> **Metin Bölümü**

#####

Suudi Arabistan Kralı Selman bin Abdülaziz el-Suud, PKK uzantısı YPG’nin kontrolündeki Suriye’nin kuzey bölgesine 300 milyon dolarlık bağışı iyi niyetle yapmış olabilir, ama bu yardım kampanyasının ne Suriye için, ne bölge için ne de Arap dünyası için hayırlı sonuçlar üretmeyeceği bir gerçektir. 

ABD Savunma Bakanlığı Pentagon, Şubat ayında, Kongre’ye sunduğu savunma bütçesinde, terör örgütü PKK’nın uzantısı YPG için istediği 300 milyon doların gerekçesi, “ABD’nin askerlerini çekmesinin ardından, Suriye’de, Fırat’ın doğusundaki terör örgütü yapılanmasını koruyacak bir ‘Arap Gücü’ oluşturmak”tı; para bunun için isteniyordu. Rakama dikkat: 300 milyon dolar. Tam da Suudi Kralı Selman’ın bağışladığı miktar!

#####

> **Girdiler**
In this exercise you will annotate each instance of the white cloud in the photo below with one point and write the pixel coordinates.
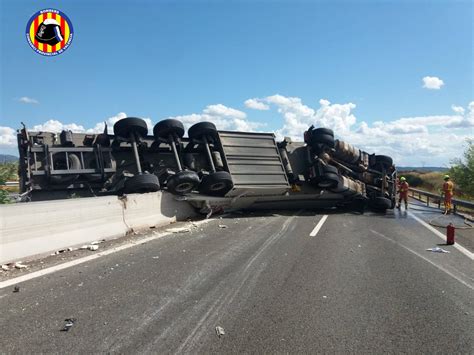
(432, 82)
(57, 126)
(409, 140)
(225, 118)
(256, 104)
(7, 137)
(433, 139)
(28, 100)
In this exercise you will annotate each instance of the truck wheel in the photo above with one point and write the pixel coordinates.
(325, 139)
(380, 203)
(125, 126)
(142, 183)
(169, 126)
(202, 128)
(182, 182)
(216, 184)
(59, 163)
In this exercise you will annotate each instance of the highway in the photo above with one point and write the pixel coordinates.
(280, 281)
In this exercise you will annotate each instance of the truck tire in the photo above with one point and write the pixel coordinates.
(125, 126)
(321, 138)
(59, 163)
(216, 184)
(182, 182)
(323, 130)
(142, 183)
(202, 128)
(169, 126)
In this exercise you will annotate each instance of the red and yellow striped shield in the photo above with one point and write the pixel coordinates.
(49, 32)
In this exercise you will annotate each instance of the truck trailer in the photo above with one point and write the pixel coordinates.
(209, 168)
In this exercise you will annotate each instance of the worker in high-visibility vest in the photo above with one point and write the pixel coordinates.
(403, 191)
(448, 188)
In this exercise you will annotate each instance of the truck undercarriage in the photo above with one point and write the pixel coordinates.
(210, 169)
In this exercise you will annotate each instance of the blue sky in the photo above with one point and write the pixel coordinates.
(159, 59)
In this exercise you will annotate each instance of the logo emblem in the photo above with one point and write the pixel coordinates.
(49, 32)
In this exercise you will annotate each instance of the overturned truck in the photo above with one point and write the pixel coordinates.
(211, 169)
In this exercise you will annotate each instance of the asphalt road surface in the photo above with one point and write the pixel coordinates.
(276, 282)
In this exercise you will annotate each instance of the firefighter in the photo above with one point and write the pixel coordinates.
(403, 191)
(448, 188)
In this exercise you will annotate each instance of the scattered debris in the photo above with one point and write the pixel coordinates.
(69, 323)
(220, 331)
(437, 250)
(19, 265)
(179, 230)
(91, 247)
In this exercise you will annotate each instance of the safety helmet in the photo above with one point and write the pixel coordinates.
(49, 32)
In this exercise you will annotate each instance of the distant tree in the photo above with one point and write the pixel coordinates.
(462, 170)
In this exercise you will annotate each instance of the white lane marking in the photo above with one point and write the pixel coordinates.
(425, 259)
(442, 236)
(39, 273)
(318, 226)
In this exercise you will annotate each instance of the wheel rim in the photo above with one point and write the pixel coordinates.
(185, 186)
(218, 186)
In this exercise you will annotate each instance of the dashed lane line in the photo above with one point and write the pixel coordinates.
(318, 226)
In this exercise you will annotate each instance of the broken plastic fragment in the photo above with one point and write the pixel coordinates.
(220, 331)
(69, 324)
(19, 265)
(437, 250)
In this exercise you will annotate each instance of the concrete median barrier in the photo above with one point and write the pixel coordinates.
(36, 228)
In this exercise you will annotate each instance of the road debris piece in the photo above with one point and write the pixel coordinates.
(69, 323)
(437, 250)
(19, 265)
(91, 247)
(220, 331)
(179, 230)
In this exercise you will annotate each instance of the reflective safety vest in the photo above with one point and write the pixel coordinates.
(403, 188)
(448, 187)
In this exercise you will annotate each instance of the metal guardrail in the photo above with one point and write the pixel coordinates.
(437, 198)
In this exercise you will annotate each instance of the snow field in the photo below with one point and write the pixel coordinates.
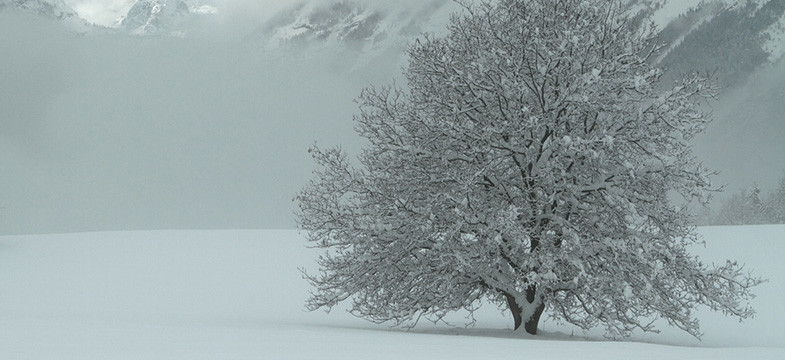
(238, 295)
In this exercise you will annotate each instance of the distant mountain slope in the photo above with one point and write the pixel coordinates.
(172, 17)
(360, 25)
(56, 9)
(733, 38)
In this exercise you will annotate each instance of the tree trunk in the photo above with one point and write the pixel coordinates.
(532, 322)
(515, 310)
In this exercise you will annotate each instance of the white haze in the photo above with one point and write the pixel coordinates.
(109, 132)
(116, 132)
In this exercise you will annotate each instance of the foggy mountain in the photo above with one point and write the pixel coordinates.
(162, 16)
(198, 114)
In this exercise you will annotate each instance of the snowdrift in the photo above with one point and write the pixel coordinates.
(239, 295)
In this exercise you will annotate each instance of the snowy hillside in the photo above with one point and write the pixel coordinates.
(239, 295)
(355, 23)
(56, 9)
(172, 17)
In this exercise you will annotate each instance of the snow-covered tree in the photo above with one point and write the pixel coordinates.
(530, 160)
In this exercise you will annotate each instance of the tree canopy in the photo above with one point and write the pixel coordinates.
(530, 160)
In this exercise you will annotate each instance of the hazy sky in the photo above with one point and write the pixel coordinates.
(105, 12)
(116, 132)
(107, 133)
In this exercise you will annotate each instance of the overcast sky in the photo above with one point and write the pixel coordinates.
(118, 133)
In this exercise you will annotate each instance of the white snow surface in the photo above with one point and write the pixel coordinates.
(239, 295)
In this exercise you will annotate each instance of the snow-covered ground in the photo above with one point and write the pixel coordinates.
(239, 295)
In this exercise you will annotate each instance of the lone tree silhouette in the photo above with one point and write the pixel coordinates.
(531, 161)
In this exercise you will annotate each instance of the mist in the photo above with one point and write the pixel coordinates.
(120, 133)
(746, 141)
(104, 131)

#####

> **Yapılacaklar**
1/ Metin bölümüne göre Pentagon, Şubat ayında Kongre'ye sunduğu savunma bütçesinde YPG için ne kadar para istedi?
2/ Metin bölümünde "Suudi Arabistan Kralı" ifadesinden "Selman’ın bağışladığı miktar!" ifadesine kadar olan kısmı, "Şubat" yerine "Mart" koyarak değiştir.
3/ Suudi Kralı'nın bağışını ele alan metin bölümünü son cümlesinden sonra sürdür.

> **Yanıtlar**
1/ 300 milyon dolar istedi.

2/
Suudi Arabistan Kralı Selman bin Abdülaziz el-Suud, PKK uzantısı YPG’nin kontrolündeki Suriye’nin kuzey bölgesine 300 milyon dolarlık bağışı iyi niyetle yapmış olabilir, ama bu yardım kampanyasının ne Suriye için, ne bölge için ne de Arap dünyası için hayırlı sonuçlar üretmeyeceği bir gerçektir. 

ABD Savunma Bakanlığı Pentagon, Mart ayında, Kongre’ye sunduğu savunma bütçesinde, terör örgütü PKK’nın uzantısı YPG için istediği 300 milyon doların gerekçesi, “ABD’nin askerlerini çekmesinin ardından, Suriye’de, Fırat’ın doğusundaki terör örgütü yapılanmasını koruyacak bir ‘Arap Gücü’ oluşturmak”tı; para bunun için isteniyordu. Rakama dikkat: 300 milyon dolar. Tam da Suudi Kralı Selman’ın bağışladığı miktar!

3/
Wall Street Journal gazetesi de aynı günlerde, ABD’nin DEAŞ ile mücadelenin ardından ülkenin kuzeydoğusuna Araplardan oluşan bir birlik kurmayı planladığını yazıyordu. Gazeteye göre ABD, Suudi Arabistan ve Birleşik Arap Emirliği’nden (BAE) finansman yardımı, bazı Arap ülkelerinden de doğrudan asker istemişti. 

Kral Selman’ın 300 milyon dolarlık bağışının nedeni artık sır değil..

ABD ile ilişkilerimizde kriz üstüne kriz yaşadığımız bir süreçte, 18 Ağustos günü gazetelere yansıyan bir haberle sarsıldık; “Suudi Arabistan Krallığı, Suriye’de PKK uzantısı olan terör örgütü YPG denetimindeki bölgeler için 100 milyon dolar bağışladı.”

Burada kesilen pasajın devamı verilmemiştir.